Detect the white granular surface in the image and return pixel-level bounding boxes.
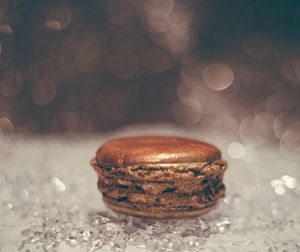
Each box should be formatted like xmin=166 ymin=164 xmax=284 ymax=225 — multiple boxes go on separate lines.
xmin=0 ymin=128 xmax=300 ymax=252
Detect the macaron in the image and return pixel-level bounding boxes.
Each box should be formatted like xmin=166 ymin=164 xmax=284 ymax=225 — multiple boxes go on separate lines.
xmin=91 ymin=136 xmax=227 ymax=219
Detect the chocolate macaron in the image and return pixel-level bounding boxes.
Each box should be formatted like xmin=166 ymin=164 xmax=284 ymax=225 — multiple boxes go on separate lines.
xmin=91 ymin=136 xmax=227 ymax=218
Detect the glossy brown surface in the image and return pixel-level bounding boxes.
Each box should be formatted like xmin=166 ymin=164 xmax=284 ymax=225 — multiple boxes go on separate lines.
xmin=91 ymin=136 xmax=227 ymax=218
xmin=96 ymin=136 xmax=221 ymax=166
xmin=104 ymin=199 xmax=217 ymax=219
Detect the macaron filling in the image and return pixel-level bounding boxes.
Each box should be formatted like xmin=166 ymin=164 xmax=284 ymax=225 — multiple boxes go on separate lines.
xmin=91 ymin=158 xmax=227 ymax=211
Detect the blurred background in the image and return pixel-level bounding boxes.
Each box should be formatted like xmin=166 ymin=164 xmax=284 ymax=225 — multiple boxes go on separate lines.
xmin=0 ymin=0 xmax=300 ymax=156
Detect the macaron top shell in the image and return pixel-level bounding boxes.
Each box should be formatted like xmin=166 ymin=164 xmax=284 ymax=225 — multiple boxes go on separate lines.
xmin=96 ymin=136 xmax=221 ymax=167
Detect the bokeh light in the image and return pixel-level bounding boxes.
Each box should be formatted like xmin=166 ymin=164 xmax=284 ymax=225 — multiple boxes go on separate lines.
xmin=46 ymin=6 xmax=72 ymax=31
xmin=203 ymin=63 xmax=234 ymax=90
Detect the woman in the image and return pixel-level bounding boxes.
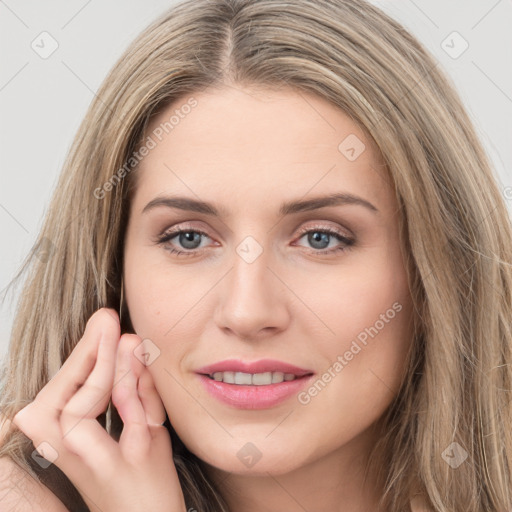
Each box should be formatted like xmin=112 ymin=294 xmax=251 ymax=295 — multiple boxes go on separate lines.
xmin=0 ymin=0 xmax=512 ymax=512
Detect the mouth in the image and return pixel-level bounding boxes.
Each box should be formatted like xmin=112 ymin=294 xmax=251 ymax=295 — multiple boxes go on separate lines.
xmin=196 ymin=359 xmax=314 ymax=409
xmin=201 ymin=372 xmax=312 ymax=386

---+---

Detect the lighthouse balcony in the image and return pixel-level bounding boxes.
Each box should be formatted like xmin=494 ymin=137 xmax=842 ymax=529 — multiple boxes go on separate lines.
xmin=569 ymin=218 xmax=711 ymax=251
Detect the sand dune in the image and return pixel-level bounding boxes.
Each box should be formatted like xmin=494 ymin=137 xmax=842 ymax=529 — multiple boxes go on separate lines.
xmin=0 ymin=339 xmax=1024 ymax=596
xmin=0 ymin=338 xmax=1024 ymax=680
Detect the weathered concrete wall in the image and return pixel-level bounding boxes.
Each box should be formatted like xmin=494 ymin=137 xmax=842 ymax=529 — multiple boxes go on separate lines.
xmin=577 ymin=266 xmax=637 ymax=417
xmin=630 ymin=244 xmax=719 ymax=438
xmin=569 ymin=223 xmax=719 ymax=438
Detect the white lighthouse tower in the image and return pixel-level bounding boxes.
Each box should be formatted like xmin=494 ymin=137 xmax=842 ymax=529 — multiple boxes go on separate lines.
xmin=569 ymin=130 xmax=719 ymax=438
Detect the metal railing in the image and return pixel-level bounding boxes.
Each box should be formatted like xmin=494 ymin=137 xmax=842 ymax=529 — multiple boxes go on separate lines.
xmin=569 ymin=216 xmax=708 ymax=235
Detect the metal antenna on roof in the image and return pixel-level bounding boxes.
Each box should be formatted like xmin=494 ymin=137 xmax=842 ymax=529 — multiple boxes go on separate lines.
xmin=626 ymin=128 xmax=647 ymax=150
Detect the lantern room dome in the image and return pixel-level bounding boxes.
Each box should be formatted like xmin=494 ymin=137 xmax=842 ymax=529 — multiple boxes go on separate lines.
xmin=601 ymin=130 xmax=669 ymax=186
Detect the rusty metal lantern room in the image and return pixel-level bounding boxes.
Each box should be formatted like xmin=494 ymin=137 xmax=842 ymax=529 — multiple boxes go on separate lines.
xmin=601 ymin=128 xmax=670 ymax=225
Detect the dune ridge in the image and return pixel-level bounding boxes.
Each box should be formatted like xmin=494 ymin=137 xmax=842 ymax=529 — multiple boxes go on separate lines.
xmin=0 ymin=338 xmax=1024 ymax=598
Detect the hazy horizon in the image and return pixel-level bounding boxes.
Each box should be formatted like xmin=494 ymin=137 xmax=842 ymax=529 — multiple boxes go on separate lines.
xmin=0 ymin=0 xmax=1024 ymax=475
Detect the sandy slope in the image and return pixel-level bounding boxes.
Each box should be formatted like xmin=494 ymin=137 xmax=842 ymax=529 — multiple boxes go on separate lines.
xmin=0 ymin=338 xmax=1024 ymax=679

---+---

- [Instructions for the task]: Please convert the part of the material that opens with the line containing "Detect the woman" and closes with the line containing "xmin=0 ymin=0 xmax=512 ymax=512" into a two-column CSV headed text and answer, one row per text with its answer. Put each field in quotation marks, turn line breaks into spaces, and leave the picture out.

- [Final answer]:
text,answer
"Detect the woman in the image and return pixel-level bounding boxes. Each box should be formatted like xmin=112 ymin=294 xmax=251 ymax=295 — multiple boxes go on separate lines.","xmin=0 ymin=0 xmax=512 ymax=512"